▶ **Source extract**
--
Are you at a point in your life where you want to make a difference and help others lead better and happier lives? Are you passionate about nutrition, fitness, and wellness? Perhaps you have a bachelor’s degree in health or nutrition and are considering graduate work, or you’re making a mid-life career change and looking for a more satisfying job. A career as a health coach or nutrition educator may be the answer, and demand for qualified people is higher than ever.
What is a Health Coach?
Most people know about personal trainers, nutritionists, mentors, and wellness experts, but they may not know the difference between those professions and the definition of health coaching. Simply put, health coaches take a 360-degree approach to wellness. They are trained in multiple disciplines—nutritional, behavioral, and physical—in order to enhance the lives of the clients they serve.
As a health coach, you might help individuals lose weight, increase their levels of fitness, battle illness, make healthy nutrition choices, and improve their mental health through meditation or spirituality. You would be using your knowledge of total body nutrition and wellness to change lives.
“Unhealthy individuals want lasting change, corporations want healthy workers, and healthcare providers want patients to get and stay healthy,” writes fitness expert April Durrett in the IDEA Fitness Journal. “So what is the answer to the problem? It may be health coaching.”
--
▶ **Your task**
Answer these questions about the passage on health coaching:
1. In which three disciplines are health coaches trained?
2. Through what two means might a health coach help individuals improve their mental health?
3. In which publication is April Durrett quoted?

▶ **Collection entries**
--
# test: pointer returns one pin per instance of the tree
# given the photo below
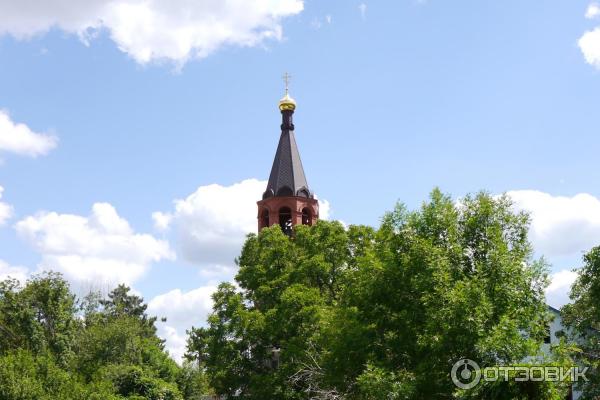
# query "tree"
(336, 313)
(582, 318)
(39, 317)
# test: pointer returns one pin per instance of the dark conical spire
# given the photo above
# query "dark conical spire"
(288, 201)
(287, 174)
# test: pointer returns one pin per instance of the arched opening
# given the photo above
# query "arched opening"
(306, 216)
(285, 220)
(264, 218)
(303, 193)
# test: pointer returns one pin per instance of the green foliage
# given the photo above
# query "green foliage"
(105, 349)
(354, 313)
(582, 317)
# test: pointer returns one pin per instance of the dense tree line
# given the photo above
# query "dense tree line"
(55, 347)
(333, 312)
(363, 313)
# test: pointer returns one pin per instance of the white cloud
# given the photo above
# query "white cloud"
(161, 221)
(557, 293)
(6, 210)
(211, 224)
(561, 225)
(101, 249)
(182, 310)
(19, 139)
(151, 30)
(9, 271)
(593, 11)
(589, 44)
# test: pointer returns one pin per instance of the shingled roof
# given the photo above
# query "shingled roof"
(287, 174)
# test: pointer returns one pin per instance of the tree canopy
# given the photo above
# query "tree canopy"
(55, 347)
(363, 313)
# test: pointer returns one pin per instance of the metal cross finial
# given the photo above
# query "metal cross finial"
(286, 79)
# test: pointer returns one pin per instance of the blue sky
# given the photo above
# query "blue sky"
(394, 98)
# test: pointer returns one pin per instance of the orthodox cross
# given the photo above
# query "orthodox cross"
(286, 79)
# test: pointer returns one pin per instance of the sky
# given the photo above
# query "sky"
(137, 135)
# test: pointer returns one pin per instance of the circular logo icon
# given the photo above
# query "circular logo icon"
(466, 374)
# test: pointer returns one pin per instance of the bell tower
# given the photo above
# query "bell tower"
(287, 201)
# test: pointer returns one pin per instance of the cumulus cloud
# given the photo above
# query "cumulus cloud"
(9, 271)
(17, 138)
(561, 225)
(211, 224)
(362, 7)
(100, 249)
(6, 210)
(557, 293)
(182, 310)
(150, 30)
(589, 43)
(593, 11)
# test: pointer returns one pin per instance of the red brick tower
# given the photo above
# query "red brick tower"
(287, 201)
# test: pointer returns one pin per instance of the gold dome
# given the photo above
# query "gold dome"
(287, 103)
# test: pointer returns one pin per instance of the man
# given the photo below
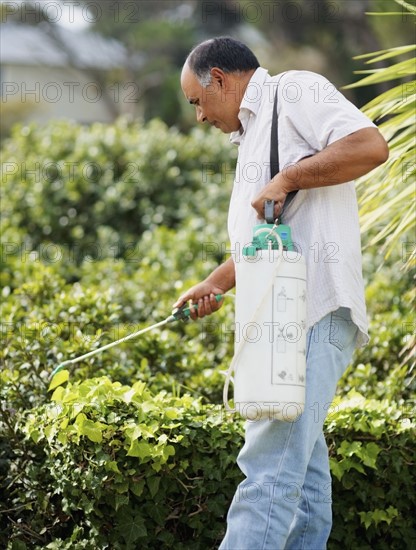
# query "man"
(324, 144)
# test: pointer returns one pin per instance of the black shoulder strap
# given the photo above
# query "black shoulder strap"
(274, 153)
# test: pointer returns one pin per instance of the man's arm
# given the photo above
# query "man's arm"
(220, 281)
(344, 160)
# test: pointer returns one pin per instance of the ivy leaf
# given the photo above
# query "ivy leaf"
(131, 527)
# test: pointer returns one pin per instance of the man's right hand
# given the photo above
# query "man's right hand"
(203, 296)
(221, 280)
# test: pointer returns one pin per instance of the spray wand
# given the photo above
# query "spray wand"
(182, 313)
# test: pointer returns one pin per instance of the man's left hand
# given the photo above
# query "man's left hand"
(272, 191)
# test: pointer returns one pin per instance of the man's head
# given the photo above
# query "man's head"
(214, 78)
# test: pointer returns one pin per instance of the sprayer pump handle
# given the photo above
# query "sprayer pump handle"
(269, 211)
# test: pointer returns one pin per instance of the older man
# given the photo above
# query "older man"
(324, 143)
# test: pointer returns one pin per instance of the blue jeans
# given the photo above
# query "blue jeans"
(285, 501)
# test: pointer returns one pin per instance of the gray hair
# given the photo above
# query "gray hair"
(226, 53)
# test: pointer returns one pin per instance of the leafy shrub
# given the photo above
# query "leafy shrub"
(94, 190)
(372, 458)
(127, 468)
(116, 466)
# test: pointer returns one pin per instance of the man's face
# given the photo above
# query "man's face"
(212, 104)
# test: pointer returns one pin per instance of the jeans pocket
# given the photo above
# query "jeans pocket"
(342, 330)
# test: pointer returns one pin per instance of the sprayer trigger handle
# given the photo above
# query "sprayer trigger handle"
(183, 313)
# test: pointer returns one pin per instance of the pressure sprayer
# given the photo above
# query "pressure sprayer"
(269, 362)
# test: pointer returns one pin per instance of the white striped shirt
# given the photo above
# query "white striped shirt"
(312, 114)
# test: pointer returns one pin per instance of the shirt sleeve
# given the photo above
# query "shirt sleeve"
(318, 112)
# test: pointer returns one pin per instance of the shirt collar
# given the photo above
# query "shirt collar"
(250, 103)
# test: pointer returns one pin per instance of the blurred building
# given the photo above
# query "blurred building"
(47, 71)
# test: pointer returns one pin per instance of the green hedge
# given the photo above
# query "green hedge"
(91, 191)
(134, 446)
(105, 465)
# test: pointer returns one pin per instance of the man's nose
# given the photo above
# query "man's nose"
(200, 115)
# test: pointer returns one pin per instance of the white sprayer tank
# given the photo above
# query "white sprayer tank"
(270, 335)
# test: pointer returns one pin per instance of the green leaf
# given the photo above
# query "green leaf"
(153, 483)
(140, 449)
(131, 527)
(59, 379)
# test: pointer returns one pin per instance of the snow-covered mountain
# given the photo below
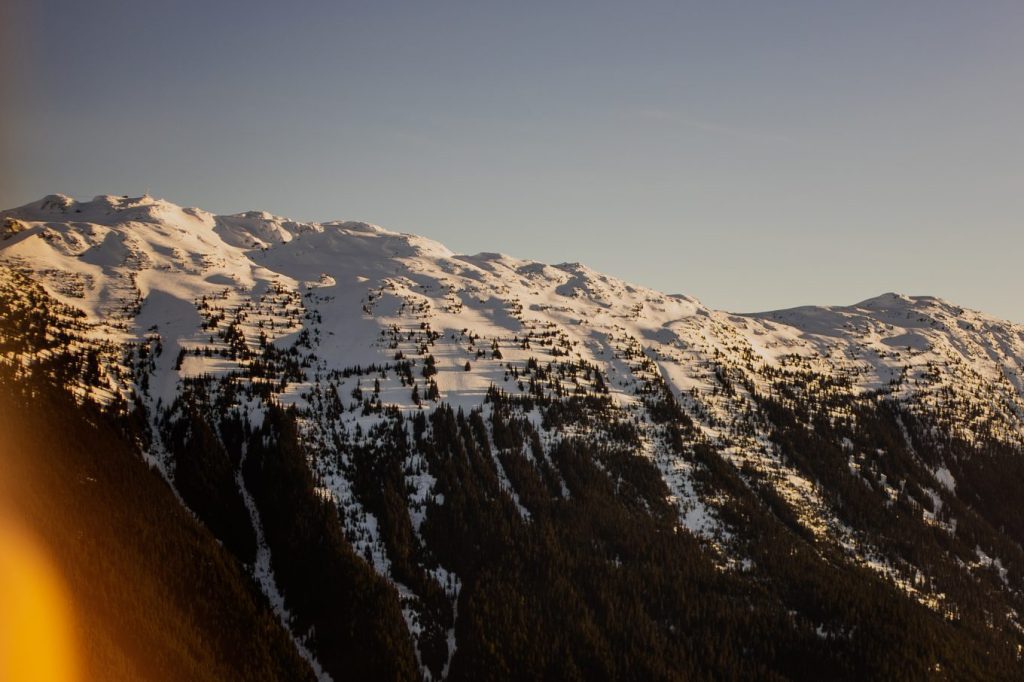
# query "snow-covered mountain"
(869, 432)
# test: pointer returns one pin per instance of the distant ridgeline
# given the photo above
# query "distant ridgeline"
(328, 450)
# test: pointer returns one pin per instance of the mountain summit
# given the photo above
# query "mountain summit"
(479, 466)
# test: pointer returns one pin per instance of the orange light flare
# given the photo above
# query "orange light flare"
(37, 629)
--
▶ **Response to this task**
1. Nutritional, behavioral, and physical
2. Meditation or spirituality
3. The IDEA Fitness Journal